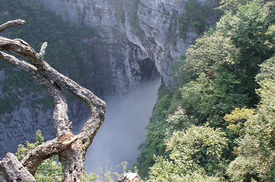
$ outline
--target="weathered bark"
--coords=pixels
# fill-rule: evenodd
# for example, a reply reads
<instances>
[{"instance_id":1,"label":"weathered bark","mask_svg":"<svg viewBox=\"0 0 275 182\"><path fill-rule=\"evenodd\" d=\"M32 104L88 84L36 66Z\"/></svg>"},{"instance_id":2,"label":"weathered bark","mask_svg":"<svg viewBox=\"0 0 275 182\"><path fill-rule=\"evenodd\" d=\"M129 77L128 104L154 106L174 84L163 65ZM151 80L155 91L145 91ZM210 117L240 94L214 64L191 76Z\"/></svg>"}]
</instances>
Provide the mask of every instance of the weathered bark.
<instances>
[{"instance_id":1,"label":"weathered bark","mask_svg":"<svg viewBox=\"0 0 275 182\"><path fill-rule=\"evenodd\" d=\"M0 162L0 181L34 182L35 180L26 168L15 158L14 155L8 153Z\"/></svg>"},{"instance_id":2,"label":"weathered bark","mask_svg":"<svg viewBox=\"0 0 275 182\"><path fill-rule=\"evenodd\" d=\"M136 173L124 173L120 177L118 182L137 182L140 178Z\"/></svg>"},{"instance_id":3,"label":"weathered bark","mask_svg":"<svg viewBox=\"0 0 275 182\"><path fill-rule=\"evenodd\" d=\"M0 32L25 21L11 21L0 26ZM12 40L0 36L0 50L23 56L31 64L0 51L0 59L29 74L39 82L52 97L55 103L53 117L56 138L31 150L21 162L30 173L35 174L38 165L43 160L58 155L67 181L81 181L85 156L104 120L105 103L93 93L60 73L44 60L47 43L37 53L23 40ZM91 115L79 134L72 133L72 123L68 118L67 98L61 87L74 95L89 106Z\"/></svg>"}]
</instances>

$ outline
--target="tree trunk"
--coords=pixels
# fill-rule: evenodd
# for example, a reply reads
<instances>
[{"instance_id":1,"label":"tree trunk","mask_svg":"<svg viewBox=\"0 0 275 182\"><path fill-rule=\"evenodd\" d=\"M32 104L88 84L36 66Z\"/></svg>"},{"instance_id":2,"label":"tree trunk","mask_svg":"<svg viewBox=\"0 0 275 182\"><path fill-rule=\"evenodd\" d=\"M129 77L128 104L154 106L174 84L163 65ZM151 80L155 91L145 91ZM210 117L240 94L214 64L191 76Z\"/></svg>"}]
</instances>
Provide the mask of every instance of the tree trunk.
<instances>
[{"instance_id":1,"label":"tree trunk","mask_svg":"<svg viewBox=\"0 0 275 182\"><path fill-rule=\"evenodd\" d=\"M20 20L8 22L0 26L0 32L25 23ZM56 138L32 149L22 159L21 163L34 175L38 165L43 160L58 155L63 168L63 181L82 181L86 153L104 120L106 105L92 92L60 73L46 62L44 59L47 46L46 42L43 43L37 53L23 40L0 36L0 50L21 55L30 64L1 51L0 59L27 72L39 82L52 95L55 105L53 115ZM67 115L67 98L61 88L86 103L91 110L90 118L76 136L72 134L72 123ZM14 166L15 171L17 169L17 166ZM3 172L5 176L5 171ZM33 178L30 174L30 177ZM31 181L27 179L22 181Z\"/></svg>"},{"instance_id":2,"label":"tree trunk","mask_svg":"<svg viewBox=\"0 0 275 182\"><path fill-rule=\"evenodd\" d=\"M35 180L14 156L8 153L0 162L0 181L34 182Z\"/></svg>"}]
</instances>

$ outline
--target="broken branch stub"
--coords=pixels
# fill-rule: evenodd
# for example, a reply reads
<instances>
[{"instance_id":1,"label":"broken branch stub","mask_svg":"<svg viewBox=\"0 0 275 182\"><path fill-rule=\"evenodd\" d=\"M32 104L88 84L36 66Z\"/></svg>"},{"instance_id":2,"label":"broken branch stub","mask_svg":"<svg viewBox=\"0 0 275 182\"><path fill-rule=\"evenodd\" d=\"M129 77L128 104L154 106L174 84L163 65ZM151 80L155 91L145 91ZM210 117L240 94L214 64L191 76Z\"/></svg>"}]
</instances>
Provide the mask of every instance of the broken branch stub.
<instances>
[{"instance_id":1,"label":"broken branch stub","mask_svg":"<svg viewBox=\"0 0 275 182\"><path fill-rule=\"evenodd\" d=\"M9 21L0 25L0 32L25 23L21 20ZM58 155L62 165L63 180L81 181L86 152L103 123L106 105L89 90L50 66L44 59L47 46L47 43L44 43L39 53L37 53L23 40L0 36L0 50L22 55L30 63L1 51L0 59L27 72L38 81L51 95L55 104L53 116L56 138L31 150L21 163L34 175L38 165L43 160ZM68 116L67 98L61 88L86 103L91 110L90 118L80 133L76 136L72 133L72 123Z\"/></svg>"}]
</instances>

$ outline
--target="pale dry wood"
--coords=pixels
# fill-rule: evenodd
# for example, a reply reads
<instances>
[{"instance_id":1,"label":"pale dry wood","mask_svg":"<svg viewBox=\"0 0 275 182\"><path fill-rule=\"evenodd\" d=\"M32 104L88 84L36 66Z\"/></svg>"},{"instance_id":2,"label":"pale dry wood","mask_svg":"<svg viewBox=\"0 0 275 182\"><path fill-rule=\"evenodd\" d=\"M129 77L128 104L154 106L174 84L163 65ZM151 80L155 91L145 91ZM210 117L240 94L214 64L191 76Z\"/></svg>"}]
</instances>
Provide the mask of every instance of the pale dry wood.
<instances>
[{"instance_id":1,"label":"pale dry wood","mask_svg":"<svg viewBox=\"0 0 275 182\"><path fill-rule=\"evenodd\" d=\"M137 182L140 180L140 178L135 173L124 173L118 182Z\"/></svg>"},{"instance_id":2,"label":"pale dry wood","mask_svg":"<svg viewBox=\"0 0 275 182\"><path fill-rule=\"evenodd\" d=\"M14 155L7 154L6 157L0 162L1 171L0 180L2 182L35 182L34 178L18 161Z\"/></svg>"},{"instance_id":3,"label":"pale dry wood","mask_svg":"<svg viewBox=\"0 0 275 182\"><path fill-rule=\"evenodd\" d=\"M3 30L6 30L10 27L13 27L15 25L22 25L26 23L24 20L17 20L13 21L10 21L6 23L0 25L0 32Z\"/></svg>"},{"instance_id":4,"label":"pale dry wood","mask_svg":"<svg viewBox=\"0 0 275 182\"><path fill-rule=\"evenodd\" d=\"M13 24L10 22L9 24L20 24L17 21L15 20ZM81 181L86 152L104 121L106 104L92 92L60 73L45 61L44 58L47 46L46 42L43 43L39 53L37 53L22 40L0 36L0 50L22 55L30 64L2 51L0 59L28 73L52 95L55 103L53 115L57 138L33 149L23 159L22 163L34 174L42 160L58 154L62 165L64 180ZM72 124L67 115L67 98L61 87L87 104L91 109L90 118L76 136L72 134ZM60 141L63 142L60 143Z\"/></svg>"}]
</instances>

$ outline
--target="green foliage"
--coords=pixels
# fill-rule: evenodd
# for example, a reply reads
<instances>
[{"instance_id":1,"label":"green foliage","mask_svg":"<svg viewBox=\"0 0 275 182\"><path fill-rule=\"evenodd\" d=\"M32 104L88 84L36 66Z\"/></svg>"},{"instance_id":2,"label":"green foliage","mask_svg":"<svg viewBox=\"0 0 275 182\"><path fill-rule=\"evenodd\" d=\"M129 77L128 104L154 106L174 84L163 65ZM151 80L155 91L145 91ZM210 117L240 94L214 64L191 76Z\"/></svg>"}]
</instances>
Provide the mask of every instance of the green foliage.
<instances>
[{"instance_id":1,"label":"green foliage","mask_svg":"<svg viewBox=\"0 0 275 182\"><path fill-rule=\"evenodd\" d=\"M219 18L219 15L214 10L215 7L206 6L201 6L195 0L184 2L184 13L180 14L178 18L179 36L185 39L188 28L195 29L199 34L206 29L212 18Z\"/></svg>"},{"instance_id":2,"label":"green foliage","mask_svg":"<svg viewBox=\"0 0 275 182\"><path fill-rule=\"evenodd\" d=\"M226 114L223 119L228 122L227 128L233 131L235 134L243 134L244 123L249 117L254 114L253 110L242 108L236 108L230 114Z\"/></svg>"},{"instance_id":3,"label":"green foliage","mask_svg":"<svg viewBox=\"0 0 275 182\"><path fill-rule=\"evenodd\" d=\"M44 139L41 132L38 130L36 132L36 142L34 143L28 141L25 143L25 147L22 145L18 146L15 156L18 160L23 158L27 153L32 148L44 143ZM61 164L56 162L56 156L52 156L42 162L38 165L34 178L37 181L61 181L62 170Z\"/></svg>"},{"instance_id":4,"label":"green foliage","mask_svg":"<svg viewBox=\"0 0 275 182\"><path fill-rule=\"evenodd\" d=\"M261 87L257 90L261 98L254 114L243 110L248 116L242 131L245 134L236 140L237 155L229 166L227 174L232 181L275 180L275 70L274 57L261 65L256 77ZM270 68L270 69L267 69Z\"/></svg>"}]
</instances>

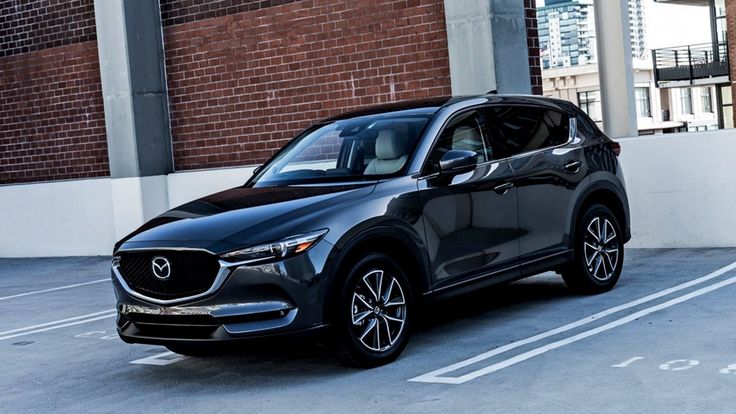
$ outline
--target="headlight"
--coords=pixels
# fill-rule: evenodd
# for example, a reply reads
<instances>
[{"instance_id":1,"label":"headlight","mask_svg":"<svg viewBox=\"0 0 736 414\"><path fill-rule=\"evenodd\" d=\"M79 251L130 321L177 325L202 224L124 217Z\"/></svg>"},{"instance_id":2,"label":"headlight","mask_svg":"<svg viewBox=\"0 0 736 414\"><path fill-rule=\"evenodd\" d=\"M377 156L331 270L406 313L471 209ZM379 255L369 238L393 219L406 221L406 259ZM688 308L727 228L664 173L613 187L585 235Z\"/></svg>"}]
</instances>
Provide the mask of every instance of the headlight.
<instances>
[{"instance_id":1,"label":"headlight","mask_svg":"<svg viewBox=\"0 0 736 414\"><path fill-rule=\"evenodd\" d=\"M325 234L327 234L327 229L291 236L273 243L261 244L225 253L222 255L222 258L228 262L256 262L271 259L285 259L309 250Z\"/></svg>"}]
</instances>

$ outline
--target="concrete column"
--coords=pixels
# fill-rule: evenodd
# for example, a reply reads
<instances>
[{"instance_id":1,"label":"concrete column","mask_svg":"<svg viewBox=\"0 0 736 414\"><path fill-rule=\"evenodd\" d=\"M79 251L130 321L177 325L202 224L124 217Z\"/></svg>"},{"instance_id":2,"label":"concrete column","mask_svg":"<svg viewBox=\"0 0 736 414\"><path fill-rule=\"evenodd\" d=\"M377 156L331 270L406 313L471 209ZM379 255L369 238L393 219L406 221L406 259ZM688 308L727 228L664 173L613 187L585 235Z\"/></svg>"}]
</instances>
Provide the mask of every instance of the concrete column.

· · ·

Collect every line of the data above that contains the word "pale", treating case as significant.

*Response to the task*.
--target="pale dry wood"
[{"instance_id":1,"label":"pale dry wood","mask_svg":"<svg viewBox=\"0 0 275 182\"><path fill-rule=\"evenodd\" d=\"M32 104L88 84L36 66Z\"/></svg>"},{"instance_id":2,"label":"pale dry wood","mask_svg":"<svg viewBox=\"0 0 275 182\"><path fill-rule=\"evenodd\" d=\"M129 77L128 104L154 106L174 84L163 65ZM151 80L155 91L145 91ZM210 117L240 94L214 64L191 76Z\"/></svg>"}]
Provide the mask of every instance of the pale dry wood.
[{"instance_id":1,"label":"pale dry wood","mask_svg":"<svg viewBox=\"0 0 275 182\"><path fill-rule=\"evenodd\" d=\"M137 182L140 180L140 178L135 173L124 173L118 182Z\"/></svg>"},{"instance_id":2,"label":"pale dry wood","mask_svg":"<svg viewBox=\"0 0 275 182\"><path fill-rule=\"evenodd\" d=\"M14 155L7 154L6 157L0 162L1 171L0 180L2 182L35 182L34 178L18 161Z\"/></svg>"},{"instance_id":3,"label":"pale dry wood","mask_svg":"<svg viewBox=\"0 0 275 182\"><path fill-rule=\"evenodd\" d=\"M3 30L6 30L10 27L13 27L15 25L22 25L26 23L24 20L17 20L13 21L10 21L6 23L0 25L0 32Z\"/></svg>"},{"instance_id":4,"label":"pale dry wood","mask_svg":"<svg viewBox=\"0 0 275 182\"><path fill-rule=\"evenodd\" d=\"M13 24L10 22L9 24L20 24L17 21L15 20ZM81 181L86 152L104 121L106 104L92 92L60 73L45 61L44 58L47 46L46 42L43 43L39 53L37 53L22 40L0 36L0 50L22 55L30 64L2 51L0 59L28 73L52 95L55 103L53 115L57 138L33 149L23 159L22 163L34 174L42 160L58 154L62 165L64 180ZM72 124L67 115L67 98L61 87L87 104L91 109L90 118L76 136L72 134ZM60 141L63 142L60 143Z\"/></svg>"}]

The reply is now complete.